-- start TEXT PROVIDED --

Section 2. Representations and Warranties of Parent. Parent hereby represents and warrants to the Stockholder as follows:
(a) Authority; Enforceability. Parent has all requisite corporate power and authority to execute and deliver this Voting Agreement, to perform its obligations hereunder and to consummate the transactions contemplated hereby. The execution, delivery and performance by Parent of this Voting Agreement, the performance by Parent of its obligations hereunder and consummation of the transactions contemplated hereby have been duly and validly authorized by all necessary action on the part of Parent, and no other actions on the part of Parent are necessary to authorize the execution and delivery by Parent of this Voting Agreement, the performance by Parent of Parents obligations hereunder and the consummation of the transactions contemplated hereby.

-- end TEXT PROVIDED --
-- start RECORDS SUPPLIED --

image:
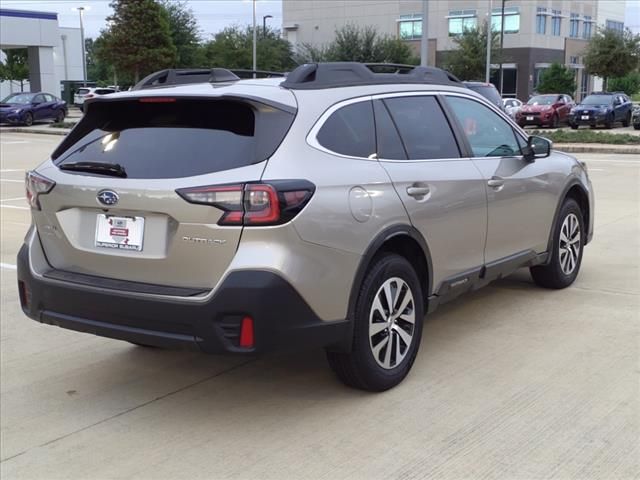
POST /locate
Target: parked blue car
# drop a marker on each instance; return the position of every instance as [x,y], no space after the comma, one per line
[602,109]
[26,108]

-- end RECORDS SUPPLIED --

§ TASKS TO PERFORM:
**a)** Please say whether each statement below agrees with the warranties clause, answering yes or no and quoting the deciding words from it. (i) Parent makes its representations and warranties to the Stockholder. (ii) Parent must take further actions to authorize its execution and delivery of the Voting Agreement. (iii) Parent has the corporate power and authority to execute and deliver the Voting Agreement.
**b)** Rewrite the warranties clause starting with "Section 2. Representations" and going on through "of the transactions contemplated hereby.", changing "Voting Agreement" to "Support Agreement".

§ RESPONSES PER TASK:
**a)**
(i) Yes: "Parent hereby represents and warrants to the Stockholder as follows"
(ii) No: "no other actions on the part of Parent are necessary to authorize the execution and delivery by Parent of this Voting Agreement"
(iii) Yes: "Parent has all requisite corporate power and authority to execute and deliver this Voting Agreement"

**b)**
Section 2. Representations and Warranties of Parent. Parent hereby represents and warrants to the Stockholder as follows:
(a) Authority; Enforceability. Parent has all requisite corporate power and authority to execute and deliver this Support Agreement, to perform its obligations hereunder and to consummate the transactions contemplated hereby. The execution, delivery and performance by Parent of this Support Agreement, the performance by Parent of its obligations hereunder and consummation of the transactions contemplated hereby have been duly and validly authorized by all necessary action on the part of Parent, and no other actions on the part of Parent are necessary to authorize the execution and delivery by Parent of this Support Agreement, the performance by Parent of Parents obligations hereunder and the consummation of the transactions contemplated hereby.